DATA PROVIDED:
(begin)

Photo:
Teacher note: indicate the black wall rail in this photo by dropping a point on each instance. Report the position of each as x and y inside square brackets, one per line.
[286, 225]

(end)
(begin)

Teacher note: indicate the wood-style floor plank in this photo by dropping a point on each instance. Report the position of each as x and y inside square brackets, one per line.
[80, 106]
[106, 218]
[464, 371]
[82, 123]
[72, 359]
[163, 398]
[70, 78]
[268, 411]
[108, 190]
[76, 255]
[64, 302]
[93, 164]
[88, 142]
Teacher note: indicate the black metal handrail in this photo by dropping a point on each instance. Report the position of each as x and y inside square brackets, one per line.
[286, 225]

(end)
(begin)

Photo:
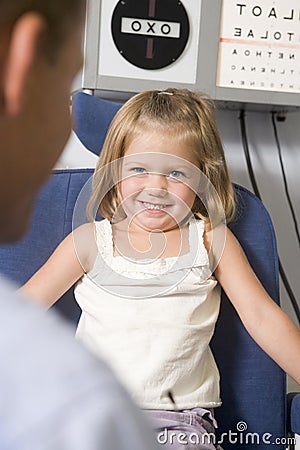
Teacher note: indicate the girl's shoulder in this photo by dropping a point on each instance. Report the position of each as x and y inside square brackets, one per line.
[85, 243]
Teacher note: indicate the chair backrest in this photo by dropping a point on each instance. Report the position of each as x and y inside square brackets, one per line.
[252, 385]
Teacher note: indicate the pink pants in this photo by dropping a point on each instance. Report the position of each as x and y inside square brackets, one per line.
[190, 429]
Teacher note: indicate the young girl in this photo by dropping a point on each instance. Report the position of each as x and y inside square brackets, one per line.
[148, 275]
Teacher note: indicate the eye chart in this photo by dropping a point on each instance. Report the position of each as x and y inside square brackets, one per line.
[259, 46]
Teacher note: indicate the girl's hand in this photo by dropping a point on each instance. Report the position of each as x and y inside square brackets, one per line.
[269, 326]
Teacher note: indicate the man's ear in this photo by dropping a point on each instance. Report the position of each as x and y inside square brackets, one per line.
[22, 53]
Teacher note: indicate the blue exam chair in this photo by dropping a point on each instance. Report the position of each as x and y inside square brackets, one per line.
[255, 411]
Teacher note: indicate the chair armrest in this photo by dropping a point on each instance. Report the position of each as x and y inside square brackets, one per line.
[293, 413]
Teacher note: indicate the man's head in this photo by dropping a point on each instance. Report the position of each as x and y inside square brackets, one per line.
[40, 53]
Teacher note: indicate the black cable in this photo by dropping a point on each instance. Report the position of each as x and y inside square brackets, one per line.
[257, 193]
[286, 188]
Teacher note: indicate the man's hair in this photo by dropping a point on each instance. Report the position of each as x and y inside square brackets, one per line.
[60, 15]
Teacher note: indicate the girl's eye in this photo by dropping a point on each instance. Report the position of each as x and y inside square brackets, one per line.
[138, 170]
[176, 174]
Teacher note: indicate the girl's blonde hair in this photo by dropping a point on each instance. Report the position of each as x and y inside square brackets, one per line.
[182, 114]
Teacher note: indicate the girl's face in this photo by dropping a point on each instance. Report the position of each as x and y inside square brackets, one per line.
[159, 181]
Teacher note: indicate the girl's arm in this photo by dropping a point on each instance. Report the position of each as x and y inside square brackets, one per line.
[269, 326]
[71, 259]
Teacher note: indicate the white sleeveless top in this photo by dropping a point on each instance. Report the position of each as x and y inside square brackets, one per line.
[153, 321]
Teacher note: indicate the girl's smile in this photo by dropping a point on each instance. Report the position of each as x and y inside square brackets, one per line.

(end)

REQUIRED WORK: Gather every line in the rows above that contains the word "chair".

RESULT:
Teacher note: indicate the chair backrest in this photo by dropping a point on each instance. Report the position of each as x and y inside square brackets, one per line.
Teacher note: indicate the blue exam chair in this photo by dropping a point on each instance. Report the position of each as x and y inside square brackets, one per line.
Teacher note: indicate the chair armrest in this photo by dropping a point on each instance. Report the position of each as x and y inside square brackets, one per line.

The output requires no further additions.